- [Request]:
List each line in the records below that contains the word "then".

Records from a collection
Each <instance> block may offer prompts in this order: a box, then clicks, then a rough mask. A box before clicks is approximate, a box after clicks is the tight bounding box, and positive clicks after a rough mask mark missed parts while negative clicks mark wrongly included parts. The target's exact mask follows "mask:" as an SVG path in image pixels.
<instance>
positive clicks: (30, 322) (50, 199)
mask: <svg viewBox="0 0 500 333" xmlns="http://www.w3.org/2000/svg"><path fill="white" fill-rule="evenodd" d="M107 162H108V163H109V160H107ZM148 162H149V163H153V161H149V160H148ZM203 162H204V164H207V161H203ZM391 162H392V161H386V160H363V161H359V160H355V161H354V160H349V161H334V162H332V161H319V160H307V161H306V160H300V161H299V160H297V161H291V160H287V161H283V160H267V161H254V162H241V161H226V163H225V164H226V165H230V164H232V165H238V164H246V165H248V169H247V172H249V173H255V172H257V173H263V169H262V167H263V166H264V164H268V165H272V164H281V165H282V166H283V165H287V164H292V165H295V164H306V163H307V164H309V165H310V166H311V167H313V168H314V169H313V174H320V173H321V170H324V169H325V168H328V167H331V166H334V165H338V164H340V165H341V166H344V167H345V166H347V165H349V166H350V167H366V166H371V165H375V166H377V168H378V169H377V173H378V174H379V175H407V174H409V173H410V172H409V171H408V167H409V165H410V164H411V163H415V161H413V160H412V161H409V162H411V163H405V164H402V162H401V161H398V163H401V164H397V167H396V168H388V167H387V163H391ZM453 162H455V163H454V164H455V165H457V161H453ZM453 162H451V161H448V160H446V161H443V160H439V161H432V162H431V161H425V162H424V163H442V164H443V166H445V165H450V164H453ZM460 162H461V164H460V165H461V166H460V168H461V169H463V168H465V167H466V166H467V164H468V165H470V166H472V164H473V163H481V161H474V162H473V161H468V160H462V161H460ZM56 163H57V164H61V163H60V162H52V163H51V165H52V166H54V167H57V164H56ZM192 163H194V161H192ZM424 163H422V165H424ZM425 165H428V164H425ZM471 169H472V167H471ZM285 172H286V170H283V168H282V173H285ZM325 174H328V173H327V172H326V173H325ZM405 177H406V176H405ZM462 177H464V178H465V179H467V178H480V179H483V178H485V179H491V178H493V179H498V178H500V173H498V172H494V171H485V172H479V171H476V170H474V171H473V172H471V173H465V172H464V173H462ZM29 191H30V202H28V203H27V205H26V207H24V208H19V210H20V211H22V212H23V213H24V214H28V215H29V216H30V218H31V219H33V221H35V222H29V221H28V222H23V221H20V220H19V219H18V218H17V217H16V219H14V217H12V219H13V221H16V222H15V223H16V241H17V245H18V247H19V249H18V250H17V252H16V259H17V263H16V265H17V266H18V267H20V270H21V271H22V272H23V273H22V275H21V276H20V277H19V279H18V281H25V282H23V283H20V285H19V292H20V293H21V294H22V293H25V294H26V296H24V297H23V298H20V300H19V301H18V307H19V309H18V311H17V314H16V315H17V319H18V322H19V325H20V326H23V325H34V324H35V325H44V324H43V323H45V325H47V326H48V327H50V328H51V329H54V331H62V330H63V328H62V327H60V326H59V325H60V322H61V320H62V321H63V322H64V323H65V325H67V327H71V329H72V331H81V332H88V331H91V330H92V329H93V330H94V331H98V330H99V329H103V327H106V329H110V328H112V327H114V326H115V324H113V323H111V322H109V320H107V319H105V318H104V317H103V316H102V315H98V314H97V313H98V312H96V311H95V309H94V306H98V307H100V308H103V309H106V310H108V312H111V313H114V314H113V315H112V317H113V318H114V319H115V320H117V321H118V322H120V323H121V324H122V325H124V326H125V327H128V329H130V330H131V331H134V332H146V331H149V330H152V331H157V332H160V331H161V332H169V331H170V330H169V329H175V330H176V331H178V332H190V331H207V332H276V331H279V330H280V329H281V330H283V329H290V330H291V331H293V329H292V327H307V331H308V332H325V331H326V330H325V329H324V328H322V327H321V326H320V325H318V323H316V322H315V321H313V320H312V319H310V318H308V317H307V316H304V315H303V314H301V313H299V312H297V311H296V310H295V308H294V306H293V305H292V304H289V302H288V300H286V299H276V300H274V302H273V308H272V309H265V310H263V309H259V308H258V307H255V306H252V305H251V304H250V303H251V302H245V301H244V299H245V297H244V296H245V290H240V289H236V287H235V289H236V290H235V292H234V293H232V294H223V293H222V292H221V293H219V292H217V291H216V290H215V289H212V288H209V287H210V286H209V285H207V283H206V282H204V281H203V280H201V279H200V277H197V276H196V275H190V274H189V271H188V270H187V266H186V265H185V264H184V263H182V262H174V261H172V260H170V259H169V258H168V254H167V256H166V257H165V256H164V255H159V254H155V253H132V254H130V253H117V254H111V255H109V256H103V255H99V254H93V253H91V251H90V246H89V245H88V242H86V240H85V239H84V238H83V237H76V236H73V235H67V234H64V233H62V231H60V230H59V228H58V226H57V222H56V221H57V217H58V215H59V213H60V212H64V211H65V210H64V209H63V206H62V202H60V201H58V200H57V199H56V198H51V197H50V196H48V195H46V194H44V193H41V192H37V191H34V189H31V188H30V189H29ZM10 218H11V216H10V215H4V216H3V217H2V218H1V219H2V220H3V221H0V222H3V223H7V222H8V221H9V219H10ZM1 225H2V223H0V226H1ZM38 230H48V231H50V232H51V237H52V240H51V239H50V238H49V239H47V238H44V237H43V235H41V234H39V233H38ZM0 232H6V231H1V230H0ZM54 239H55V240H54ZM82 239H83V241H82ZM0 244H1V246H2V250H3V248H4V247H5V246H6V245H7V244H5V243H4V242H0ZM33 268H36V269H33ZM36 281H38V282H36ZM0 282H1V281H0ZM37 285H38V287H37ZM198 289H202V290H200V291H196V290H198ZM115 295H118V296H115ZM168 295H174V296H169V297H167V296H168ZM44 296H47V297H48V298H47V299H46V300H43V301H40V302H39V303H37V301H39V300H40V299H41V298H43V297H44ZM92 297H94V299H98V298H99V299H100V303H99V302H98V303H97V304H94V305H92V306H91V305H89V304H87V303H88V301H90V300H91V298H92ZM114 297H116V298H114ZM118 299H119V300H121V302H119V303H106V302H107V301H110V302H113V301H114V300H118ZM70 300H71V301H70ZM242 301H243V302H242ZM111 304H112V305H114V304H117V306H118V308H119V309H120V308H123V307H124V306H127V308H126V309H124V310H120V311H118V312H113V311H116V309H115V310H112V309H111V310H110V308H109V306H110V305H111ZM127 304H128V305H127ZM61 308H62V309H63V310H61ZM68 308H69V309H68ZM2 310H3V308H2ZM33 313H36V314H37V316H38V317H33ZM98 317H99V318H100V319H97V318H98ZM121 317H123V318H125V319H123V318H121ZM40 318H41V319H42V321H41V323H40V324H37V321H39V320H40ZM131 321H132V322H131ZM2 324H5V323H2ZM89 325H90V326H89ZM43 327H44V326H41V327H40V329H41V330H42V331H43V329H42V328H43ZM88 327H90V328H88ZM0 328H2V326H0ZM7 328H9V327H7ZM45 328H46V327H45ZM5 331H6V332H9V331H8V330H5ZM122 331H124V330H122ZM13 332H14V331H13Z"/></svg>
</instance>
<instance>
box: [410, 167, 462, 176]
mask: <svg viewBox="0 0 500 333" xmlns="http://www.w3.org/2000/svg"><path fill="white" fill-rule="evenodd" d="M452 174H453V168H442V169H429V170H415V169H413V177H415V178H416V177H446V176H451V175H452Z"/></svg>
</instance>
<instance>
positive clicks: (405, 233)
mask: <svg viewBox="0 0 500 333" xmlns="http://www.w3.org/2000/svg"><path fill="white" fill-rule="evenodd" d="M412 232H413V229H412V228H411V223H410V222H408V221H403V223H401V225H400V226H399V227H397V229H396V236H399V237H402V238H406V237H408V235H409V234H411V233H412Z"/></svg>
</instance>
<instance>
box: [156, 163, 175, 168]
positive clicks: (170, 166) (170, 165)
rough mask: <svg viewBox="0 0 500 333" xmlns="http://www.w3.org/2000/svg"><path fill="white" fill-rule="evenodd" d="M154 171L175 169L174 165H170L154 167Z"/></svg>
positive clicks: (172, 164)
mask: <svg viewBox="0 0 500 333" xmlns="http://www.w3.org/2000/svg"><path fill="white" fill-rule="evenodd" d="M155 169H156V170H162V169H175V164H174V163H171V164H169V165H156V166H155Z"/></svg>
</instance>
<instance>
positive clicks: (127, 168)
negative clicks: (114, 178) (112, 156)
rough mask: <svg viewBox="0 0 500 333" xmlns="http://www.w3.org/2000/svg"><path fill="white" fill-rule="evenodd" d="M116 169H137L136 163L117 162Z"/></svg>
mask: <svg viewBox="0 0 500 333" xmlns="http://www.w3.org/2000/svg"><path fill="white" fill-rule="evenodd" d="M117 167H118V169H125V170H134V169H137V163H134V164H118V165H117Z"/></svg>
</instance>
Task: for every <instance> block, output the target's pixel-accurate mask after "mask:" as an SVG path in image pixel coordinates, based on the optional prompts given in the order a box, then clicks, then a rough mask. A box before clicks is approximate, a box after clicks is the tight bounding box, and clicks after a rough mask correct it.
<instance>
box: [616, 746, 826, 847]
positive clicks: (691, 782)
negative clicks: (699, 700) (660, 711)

- [Result for this exercise]:
Each <instance> block may offer prompts in this order: a box, then clicks, then a rough mask. A box before clicks is approximate, a box after clicks is the tight bounding box, and positive clicks after a rough mask mark missed parts while negative clicks mark wrongly included parts. The target's exact mask follows "mask:" as an SVG path in image pixels.
Task: for every <instance> block, output the target's pixel-accurate mask after "mask:" as an SVG path in image pixel coordinates, based on the optional prompts given in the order a box, then clicks, then a rough mask. A box before clicks is approximate, a box after clicks is the tight bounding box, and clicks after a rough mask correct it.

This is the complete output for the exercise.